━━━ Material provided ━━━

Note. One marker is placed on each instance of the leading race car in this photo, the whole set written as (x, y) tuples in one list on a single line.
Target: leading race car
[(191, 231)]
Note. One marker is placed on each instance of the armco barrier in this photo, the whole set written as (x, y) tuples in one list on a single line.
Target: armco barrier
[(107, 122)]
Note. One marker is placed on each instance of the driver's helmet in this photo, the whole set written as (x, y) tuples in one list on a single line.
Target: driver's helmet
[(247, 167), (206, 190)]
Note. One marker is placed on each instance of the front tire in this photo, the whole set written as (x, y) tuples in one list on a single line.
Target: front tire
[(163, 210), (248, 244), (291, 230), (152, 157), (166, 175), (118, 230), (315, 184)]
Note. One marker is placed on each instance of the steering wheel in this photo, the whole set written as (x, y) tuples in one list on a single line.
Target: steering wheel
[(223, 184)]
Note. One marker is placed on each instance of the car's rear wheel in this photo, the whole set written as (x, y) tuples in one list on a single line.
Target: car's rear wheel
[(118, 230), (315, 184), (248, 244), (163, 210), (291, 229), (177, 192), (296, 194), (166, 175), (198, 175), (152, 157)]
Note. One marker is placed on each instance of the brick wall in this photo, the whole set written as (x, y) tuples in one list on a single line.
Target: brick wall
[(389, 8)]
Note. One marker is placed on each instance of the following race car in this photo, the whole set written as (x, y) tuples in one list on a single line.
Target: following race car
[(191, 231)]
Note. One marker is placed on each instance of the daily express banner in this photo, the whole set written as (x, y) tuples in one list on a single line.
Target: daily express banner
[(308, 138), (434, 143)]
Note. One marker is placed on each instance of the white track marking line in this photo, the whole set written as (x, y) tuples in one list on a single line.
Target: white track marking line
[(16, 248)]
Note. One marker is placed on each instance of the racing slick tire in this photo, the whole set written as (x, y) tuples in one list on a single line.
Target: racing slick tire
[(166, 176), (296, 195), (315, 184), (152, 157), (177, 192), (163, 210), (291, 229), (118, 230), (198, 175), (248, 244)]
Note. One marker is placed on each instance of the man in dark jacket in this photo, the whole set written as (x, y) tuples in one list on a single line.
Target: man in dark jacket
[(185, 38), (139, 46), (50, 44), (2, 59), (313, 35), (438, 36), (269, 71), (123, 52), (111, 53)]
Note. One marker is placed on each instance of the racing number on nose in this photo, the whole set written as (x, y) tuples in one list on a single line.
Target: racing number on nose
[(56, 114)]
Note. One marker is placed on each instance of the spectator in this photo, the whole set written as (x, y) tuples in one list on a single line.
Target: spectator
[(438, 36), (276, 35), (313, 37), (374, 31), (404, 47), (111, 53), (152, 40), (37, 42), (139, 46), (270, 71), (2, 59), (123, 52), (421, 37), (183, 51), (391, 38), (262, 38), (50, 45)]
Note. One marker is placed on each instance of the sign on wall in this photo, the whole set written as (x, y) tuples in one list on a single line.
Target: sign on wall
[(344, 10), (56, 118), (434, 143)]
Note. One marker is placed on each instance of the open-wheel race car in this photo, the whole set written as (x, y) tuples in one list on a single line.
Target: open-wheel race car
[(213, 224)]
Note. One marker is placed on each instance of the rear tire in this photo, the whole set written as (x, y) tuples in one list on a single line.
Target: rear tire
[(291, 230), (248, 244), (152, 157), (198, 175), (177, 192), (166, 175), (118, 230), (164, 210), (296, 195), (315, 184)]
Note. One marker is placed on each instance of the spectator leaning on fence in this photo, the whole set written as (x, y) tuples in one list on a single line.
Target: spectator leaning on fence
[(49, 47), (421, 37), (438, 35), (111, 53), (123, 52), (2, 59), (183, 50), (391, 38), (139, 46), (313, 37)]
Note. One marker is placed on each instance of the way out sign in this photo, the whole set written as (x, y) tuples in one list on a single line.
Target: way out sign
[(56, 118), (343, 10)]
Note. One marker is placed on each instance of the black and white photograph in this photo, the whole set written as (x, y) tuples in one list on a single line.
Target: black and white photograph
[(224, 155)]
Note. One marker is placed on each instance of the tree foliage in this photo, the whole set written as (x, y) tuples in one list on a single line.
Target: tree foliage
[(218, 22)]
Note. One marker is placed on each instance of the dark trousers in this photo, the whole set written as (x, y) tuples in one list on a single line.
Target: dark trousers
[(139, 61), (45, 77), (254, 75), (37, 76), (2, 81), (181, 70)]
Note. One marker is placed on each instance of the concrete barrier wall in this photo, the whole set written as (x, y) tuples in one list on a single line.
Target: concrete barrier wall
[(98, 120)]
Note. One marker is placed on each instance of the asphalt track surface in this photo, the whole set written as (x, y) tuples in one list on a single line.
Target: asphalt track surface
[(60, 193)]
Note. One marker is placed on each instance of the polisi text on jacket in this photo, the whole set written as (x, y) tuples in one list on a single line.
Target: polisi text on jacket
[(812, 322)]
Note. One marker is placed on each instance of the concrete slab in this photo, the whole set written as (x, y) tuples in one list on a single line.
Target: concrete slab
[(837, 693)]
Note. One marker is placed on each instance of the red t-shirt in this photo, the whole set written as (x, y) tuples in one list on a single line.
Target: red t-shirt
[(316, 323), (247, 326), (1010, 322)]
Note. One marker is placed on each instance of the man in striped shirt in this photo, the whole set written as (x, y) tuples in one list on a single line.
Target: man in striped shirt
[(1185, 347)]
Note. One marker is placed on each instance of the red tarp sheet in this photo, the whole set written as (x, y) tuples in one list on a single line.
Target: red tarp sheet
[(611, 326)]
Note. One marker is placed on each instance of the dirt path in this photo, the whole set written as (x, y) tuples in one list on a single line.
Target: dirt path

━━━

*What you need to do*.
Copy out the records above without any change, starting with the line that contains "Note. One marker is placed on each instance of the daily" and ending after the line that contains "[(16, 248)]".

*Reply to the exercise*.
Note. One marker is placed on each instance of the daily express banner in this photo, the whole set written as (x, y) tuples in one list on a single line.
Target: daily express banner
[(308, 138), (434, 143)]
Note. One marker is placed on each instance of the white track marking line in this photo, the whole set written as (x, y) tuples in one list on a single line.
Target: white track marking line
[(16, 248)]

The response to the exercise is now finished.